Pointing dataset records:

◆ ◆ ◆ ◆

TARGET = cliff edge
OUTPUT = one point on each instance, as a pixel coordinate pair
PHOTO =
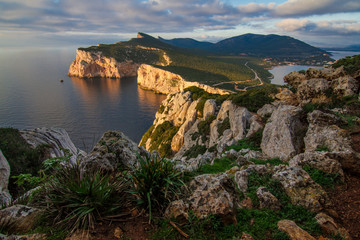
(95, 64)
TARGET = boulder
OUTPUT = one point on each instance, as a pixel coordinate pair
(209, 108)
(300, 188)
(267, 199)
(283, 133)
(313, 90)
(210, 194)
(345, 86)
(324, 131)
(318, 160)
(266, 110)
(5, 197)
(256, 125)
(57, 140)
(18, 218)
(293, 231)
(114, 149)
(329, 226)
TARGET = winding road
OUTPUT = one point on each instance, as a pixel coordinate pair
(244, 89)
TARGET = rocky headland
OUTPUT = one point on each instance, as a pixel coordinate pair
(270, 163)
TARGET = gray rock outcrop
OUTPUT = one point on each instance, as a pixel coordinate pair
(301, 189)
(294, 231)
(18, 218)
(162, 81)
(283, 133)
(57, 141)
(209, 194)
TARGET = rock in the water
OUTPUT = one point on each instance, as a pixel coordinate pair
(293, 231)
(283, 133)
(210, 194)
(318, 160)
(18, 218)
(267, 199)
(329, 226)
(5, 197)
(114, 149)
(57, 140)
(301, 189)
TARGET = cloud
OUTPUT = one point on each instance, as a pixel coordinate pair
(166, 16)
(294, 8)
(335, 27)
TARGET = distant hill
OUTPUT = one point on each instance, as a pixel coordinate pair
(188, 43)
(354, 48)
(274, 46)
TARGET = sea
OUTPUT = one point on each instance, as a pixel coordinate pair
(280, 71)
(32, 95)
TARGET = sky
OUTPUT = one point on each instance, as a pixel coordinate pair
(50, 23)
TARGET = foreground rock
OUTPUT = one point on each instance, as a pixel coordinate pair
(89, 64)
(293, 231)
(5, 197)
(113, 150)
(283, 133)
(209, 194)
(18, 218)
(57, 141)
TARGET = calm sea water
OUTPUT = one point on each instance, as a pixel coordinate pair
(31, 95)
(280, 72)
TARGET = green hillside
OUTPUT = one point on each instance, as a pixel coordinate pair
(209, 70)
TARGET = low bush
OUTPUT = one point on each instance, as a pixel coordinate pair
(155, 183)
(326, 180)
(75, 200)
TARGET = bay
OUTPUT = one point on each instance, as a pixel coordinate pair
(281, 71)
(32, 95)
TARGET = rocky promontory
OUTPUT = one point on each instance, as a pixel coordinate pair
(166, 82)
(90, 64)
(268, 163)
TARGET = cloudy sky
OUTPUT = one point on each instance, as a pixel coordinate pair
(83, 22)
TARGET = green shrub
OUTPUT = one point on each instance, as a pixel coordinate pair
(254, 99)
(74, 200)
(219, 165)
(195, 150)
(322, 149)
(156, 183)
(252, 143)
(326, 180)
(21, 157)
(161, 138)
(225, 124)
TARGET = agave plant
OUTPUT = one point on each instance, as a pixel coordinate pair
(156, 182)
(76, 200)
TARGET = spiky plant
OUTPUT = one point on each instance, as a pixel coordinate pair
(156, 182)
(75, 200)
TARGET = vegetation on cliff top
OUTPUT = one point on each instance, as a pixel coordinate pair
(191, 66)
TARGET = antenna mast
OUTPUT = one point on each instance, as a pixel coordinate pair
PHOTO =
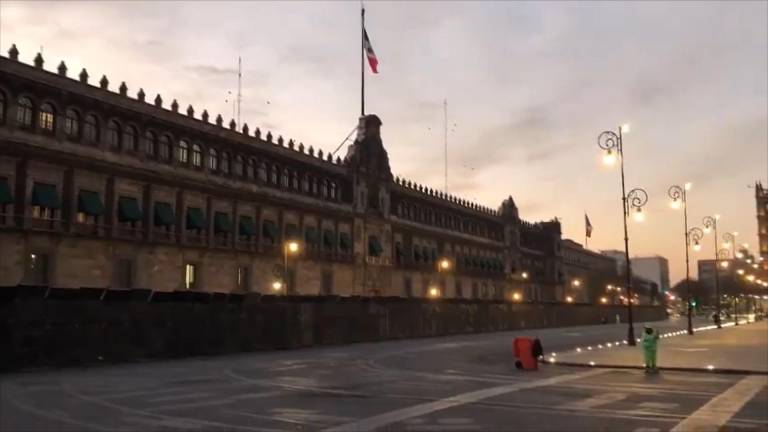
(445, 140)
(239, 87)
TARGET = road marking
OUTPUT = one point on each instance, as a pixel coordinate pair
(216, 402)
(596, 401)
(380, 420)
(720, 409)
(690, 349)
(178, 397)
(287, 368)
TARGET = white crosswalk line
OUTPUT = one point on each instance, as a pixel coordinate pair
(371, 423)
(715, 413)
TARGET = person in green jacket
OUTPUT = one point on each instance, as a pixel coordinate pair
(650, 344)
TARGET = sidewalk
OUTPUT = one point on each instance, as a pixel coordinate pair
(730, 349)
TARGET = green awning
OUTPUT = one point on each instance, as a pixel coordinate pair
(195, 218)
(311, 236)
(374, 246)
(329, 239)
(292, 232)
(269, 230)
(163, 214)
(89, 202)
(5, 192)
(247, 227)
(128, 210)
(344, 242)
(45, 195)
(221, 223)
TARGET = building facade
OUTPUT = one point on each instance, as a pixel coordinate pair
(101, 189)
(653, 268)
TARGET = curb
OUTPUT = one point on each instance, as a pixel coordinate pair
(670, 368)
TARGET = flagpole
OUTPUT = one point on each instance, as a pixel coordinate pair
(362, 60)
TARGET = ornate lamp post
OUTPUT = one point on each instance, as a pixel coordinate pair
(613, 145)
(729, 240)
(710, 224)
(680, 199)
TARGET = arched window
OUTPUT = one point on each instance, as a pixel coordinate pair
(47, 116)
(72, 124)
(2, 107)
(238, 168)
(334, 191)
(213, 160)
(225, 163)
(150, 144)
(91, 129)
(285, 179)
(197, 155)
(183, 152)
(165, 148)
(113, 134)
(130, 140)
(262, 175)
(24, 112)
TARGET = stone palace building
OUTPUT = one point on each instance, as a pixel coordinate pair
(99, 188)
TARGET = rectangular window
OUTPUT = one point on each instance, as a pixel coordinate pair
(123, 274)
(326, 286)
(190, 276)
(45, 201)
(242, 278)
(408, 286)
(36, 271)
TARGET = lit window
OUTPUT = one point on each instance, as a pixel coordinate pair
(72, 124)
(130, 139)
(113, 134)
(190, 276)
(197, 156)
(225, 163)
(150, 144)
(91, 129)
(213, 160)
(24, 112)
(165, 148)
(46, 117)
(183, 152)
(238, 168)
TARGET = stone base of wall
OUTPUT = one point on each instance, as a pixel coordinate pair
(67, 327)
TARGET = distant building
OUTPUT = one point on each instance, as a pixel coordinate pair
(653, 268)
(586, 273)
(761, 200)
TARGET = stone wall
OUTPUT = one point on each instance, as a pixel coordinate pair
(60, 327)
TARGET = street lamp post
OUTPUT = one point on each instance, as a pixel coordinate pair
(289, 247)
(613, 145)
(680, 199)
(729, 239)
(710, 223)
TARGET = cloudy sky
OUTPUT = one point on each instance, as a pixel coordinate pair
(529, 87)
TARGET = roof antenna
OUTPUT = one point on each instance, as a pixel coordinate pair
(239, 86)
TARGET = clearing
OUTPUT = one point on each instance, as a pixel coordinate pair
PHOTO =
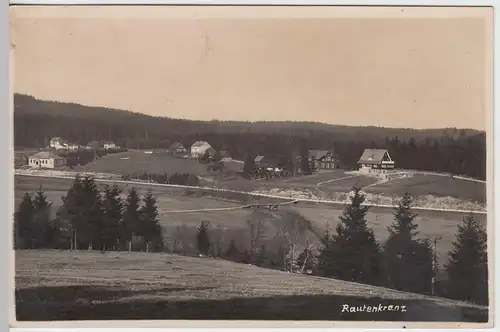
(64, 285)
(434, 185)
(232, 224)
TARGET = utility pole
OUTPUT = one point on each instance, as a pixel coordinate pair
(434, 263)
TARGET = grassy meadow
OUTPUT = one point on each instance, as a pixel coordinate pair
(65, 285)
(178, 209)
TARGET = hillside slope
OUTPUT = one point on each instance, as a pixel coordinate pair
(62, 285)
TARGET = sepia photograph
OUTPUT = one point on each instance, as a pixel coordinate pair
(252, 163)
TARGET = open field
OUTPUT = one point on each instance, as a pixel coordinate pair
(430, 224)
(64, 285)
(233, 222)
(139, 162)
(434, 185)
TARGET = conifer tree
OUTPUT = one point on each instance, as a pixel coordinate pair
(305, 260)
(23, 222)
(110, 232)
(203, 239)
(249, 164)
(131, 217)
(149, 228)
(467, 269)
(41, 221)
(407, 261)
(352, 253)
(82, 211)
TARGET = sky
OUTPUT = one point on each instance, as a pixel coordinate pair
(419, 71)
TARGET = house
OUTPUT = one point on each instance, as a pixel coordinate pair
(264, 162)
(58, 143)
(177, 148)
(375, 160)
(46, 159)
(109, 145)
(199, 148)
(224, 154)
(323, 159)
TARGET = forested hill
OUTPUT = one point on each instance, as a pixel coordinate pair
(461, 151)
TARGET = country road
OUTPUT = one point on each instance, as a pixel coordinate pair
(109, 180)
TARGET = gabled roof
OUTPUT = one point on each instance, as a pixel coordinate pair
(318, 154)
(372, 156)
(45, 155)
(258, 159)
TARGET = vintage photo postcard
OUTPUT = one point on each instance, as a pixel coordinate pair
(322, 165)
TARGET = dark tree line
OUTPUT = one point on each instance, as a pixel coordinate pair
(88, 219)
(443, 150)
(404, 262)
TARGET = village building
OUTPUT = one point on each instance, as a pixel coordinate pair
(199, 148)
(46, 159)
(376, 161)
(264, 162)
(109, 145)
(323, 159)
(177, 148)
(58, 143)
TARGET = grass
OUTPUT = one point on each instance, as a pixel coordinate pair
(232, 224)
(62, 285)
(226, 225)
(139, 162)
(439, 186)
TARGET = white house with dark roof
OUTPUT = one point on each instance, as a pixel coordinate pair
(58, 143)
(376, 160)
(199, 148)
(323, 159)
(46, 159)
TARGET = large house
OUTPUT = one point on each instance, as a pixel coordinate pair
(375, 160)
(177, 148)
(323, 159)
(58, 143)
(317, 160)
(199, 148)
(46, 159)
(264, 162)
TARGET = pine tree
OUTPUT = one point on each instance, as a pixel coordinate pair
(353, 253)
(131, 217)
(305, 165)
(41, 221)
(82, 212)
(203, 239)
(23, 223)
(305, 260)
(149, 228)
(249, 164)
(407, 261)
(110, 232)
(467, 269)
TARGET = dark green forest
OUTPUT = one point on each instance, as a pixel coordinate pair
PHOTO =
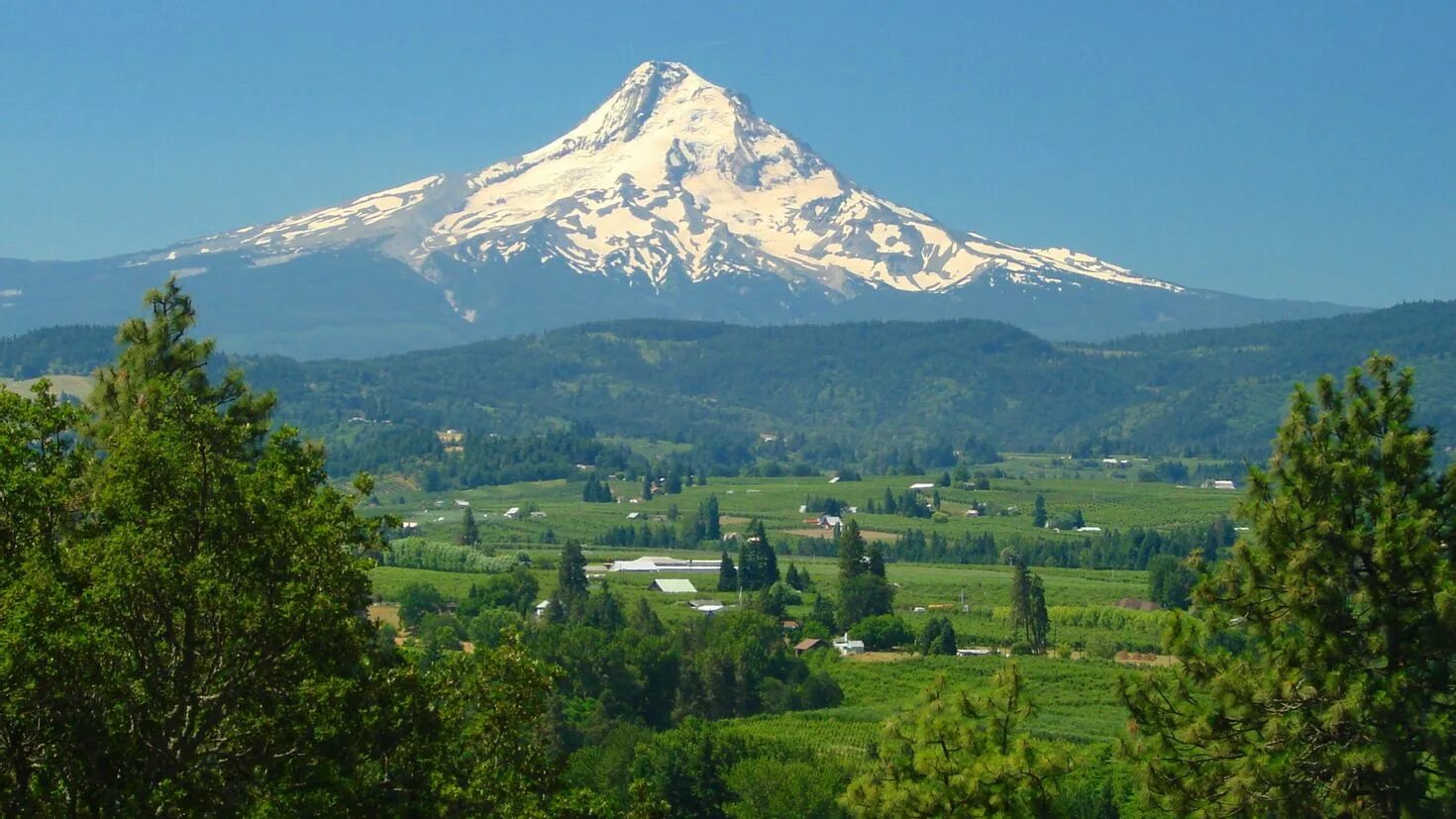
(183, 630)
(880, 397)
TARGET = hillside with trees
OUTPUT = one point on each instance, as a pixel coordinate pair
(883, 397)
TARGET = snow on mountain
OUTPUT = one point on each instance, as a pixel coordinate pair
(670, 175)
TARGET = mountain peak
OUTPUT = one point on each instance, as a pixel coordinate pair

◆ ◆ ◆ ◆

#### GIVEN REQUEST:
Copy the final stretch of lines, starting at the one that holds "TARGET = dark tree line" and ending at the last line of the data, exactly; omit pictures.

#### WORKED ANSWER:
TARGET = dark tree line
OUTPUT = one point on each instance, as a pixel coordinate pair
(88, 219)
(443, 150)
(404, 262)
TARGET = village building
OUTPUT = one point on each instance, as a pixel coordinate pair
(199, 148)
(46, 159)
(376, 161)
(264, 162)
(109, 145)
(323, 159)
(177, 148)
(58, 143)
TARGET = grass
OUTPUT = one point on each instance, as a pixel coordinate pair
(232, 224)
(62, 285)
(226, 225)
(139, 162)
(439, 186)
TARGET = white house with dark roof
OUTPUT = one point on each instance, as a pixel coordinate pair
(58, 143)
(376, 160)
(199, 148)
(323, 159)
(46, 159)
TARGET = large house
OUTPUT = one point on each instance, as a pixel coordinate pair
(375, 160)
(177, 148)
(323, 159)
(58, 143)
(317, 160)
(199, 148)
(46, 159)
(264, 162)
TARGET = pine tree
OUTPUT = one point on each instance, as a pixel coordinate pair
(353, 253)
(131, 217)
(305, 165)
(41, 221)
(82, 212)
(203, 239)
(23, 223)
(305, 260)
(149, 228)
(249, 164)
(407, 261)
(110, 232)
(467, 269)
TARGET = dark green forest
OUTPUT = one point on each instance, as a pixel coordinate pair
PHOTO =
(183, 630)
(880, 397)
TARGET = hillside with trees
OUTPUT = one point on each instance, as a pixel coordinate pair
(883, 397)
TARGET = snow on mountain
OUTPUT = one point on each instance, as a pixel coordinate pair
(670, 175)
TARGET = mountain peak
OUTPUT = one point on each instance, as a pixel coordinate pair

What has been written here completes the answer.